• GIVEN EXERCISE: Retype the following lines without changing anything.

>>>

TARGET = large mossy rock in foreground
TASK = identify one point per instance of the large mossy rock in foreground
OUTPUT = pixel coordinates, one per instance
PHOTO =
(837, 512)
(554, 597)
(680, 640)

<<<

• REPLY TO THE TASK:
TARGET = large mossy rock in foreground
TASK = identify one point per instance of the large mossy rock in foreground
OUTPUT = pixel coordinates, one per instance
PHOTO =
(837, 512)
(554, 597)
(680, 640)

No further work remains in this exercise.